_Task requirements_.
Please copy out the commentary on Tinubu's 2023 presidential ambition word for word, in full.

_Reading passage_.
Ironically, employing the Frank Herbert assertion makes Tinubu’s ambition yet still his biggest strength. His psychological tendency to ignore the glaring realities and predictions, and like a snail destined for the cool of a shade keeps crawling slowly but steadily is a mental capacity possess only by great conquerors. This inclination alone has the propensity to trudge him through the bile of negativity and he’ll emerge unruffled as the follow-up to the Buhari administration.
In the first week of January, 2020, Tinubu was a guest at the Presidential Villa, Abuja. That convergence drew divergent interpretations which further gave credence to the 2023 plans. What seems more apparent than fiction is that Tinubu would be heavily building on the support of his traditional base, the South West and also pertinent and more importantly would be the seal of approval from the cabals in the North. And while the South East appears completely out of touch with him, the South South remains increasingly indifferent. Presumptuously, his dwindling popularity in his natal region has been attributed to his resolute loyalty to the henchmen behind the throne at the Villa. How he hoped to conserve a considerable independence to appease the Yorubas and yet maintain allegiance with Aso Rock to keep his ambition alive would be the most curial melting point before 2023.

_Material provided_.
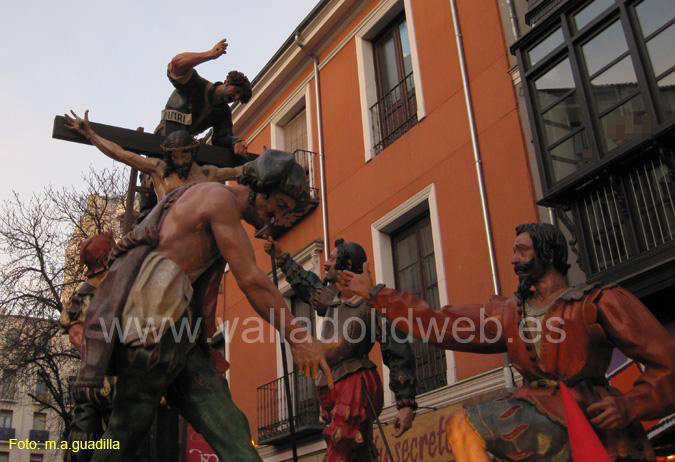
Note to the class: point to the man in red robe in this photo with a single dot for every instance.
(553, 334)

==

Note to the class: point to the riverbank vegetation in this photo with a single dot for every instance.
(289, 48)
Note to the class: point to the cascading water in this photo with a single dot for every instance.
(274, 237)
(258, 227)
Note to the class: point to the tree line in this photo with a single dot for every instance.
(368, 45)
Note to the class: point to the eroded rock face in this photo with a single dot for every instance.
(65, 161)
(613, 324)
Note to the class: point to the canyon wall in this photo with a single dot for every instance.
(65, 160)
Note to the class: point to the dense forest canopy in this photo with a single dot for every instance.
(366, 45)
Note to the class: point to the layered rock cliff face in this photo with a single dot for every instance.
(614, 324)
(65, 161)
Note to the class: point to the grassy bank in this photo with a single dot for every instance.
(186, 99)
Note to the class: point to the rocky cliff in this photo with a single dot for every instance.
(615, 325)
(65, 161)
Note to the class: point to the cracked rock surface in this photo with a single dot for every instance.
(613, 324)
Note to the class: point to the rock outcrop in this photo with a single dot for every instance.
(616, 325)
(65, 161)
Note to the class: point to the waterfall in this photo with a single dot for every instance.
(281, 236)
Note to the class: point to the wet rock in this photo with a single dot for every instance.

_Written response_.
Ironically, employing the Frank Herbert assertion makes Tinubu’s ambition yet still his biggest strength. His psychological tendency to ignore the glaring realities and predictions, and like a snail destined for the cool of a shade keeps crawling slowly but steadily is a mental capacity possess only by great conquerors. This inclination alone has the propensity to trudge him through the bile of negativity and he’ll emerge unruffled as the follow-up to the Buhari administration.
In the first week of January, 2020, Tinubu was a guest at the Presidential Villa, Abuja. That convergence drew divergent interpretations which further gave credence to the 2023 plans. What seems more apparent than fiction is that Tinubu would be heavily building on the support of his traditional base, the South West and also pertinent and more importantly would be the seal of approval from the cabals in the North. And while the South East appears completely out of touch with him, the South South remains increasingly indifferent. Presumptuously, his dwindling popularity in his natal region has been attributed to his resolute loyalty to the henchmen behind the throne at the Villa. How he hoped to conserve a considerable independence to appease the Yorubas and yet maintain allegiance with Aso Rock to keep his ambition alive would be the most curial melting point before 2023.